Records follow. Pull out every line that contains "base".

═════ RAW DATA ═════

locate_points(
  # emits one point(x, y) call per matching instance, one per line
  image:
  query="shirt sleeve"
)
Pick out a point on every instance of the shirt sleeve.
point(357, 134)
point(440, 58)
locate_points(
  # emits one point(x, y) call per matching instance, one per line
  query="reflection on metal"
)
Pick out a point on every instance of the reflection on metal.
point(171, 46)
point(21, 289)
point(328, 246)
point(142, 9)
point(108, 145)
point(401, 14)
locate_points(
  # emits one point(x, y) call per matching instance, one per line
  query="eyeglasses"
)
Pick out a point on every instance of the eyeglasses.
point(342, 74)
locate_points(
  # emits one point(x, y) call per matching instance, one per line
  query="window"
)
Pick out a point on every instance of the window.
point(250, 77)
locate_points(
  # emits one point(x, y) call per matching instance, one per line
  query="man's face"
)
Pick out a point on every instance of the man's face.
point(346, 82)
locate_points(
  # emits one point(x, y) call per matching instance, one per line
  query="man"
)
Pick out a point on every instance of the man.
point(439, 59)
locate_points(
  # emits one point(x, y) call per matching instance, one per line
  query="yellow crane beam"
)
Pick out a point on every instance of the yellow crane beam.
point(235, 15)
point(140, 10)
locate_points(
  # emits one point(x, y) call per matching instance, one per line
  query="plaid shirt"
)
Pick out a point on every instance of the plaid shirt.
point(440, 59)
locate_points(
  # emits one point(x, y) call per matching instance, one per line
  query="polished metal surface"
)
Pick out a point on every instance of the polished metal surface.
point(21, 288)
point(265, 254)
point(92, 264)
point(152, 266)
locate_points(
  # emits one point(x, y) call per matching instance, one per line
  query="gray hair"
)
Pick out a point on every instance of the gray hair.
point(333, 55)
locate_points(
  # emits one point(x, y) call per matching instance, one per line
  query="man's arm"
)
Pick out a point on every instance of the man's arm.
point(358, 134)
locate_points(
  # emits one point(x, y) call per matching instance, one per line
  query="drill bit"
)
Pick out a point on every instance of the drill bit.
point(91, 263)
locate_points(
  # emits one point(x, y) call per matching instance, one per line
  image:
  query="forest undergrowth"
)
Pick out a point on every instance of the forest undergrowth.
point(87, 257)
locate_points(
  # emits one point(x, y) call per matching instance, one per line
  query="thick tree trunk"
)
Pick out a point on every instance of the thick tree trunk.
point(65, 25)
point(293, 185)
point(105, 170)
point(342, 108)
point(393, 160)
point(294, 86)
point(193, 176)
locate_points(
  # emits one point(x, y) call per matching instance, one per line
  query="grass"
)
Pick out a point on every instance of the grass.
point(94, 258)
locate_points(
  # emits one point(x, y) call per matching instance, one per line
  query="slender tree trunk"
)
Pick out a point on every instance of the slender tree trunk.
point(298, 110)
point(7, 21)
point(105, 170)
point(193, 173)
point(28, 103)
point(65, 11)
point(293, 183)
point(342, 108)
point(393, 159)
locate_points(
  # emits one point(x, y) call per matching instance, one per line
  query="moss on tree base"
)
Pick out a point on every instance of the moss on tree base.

═════

FINISHED EXERCISE:
  query="moss on tree base"
Pick out a point on every instance of the moss on tree base.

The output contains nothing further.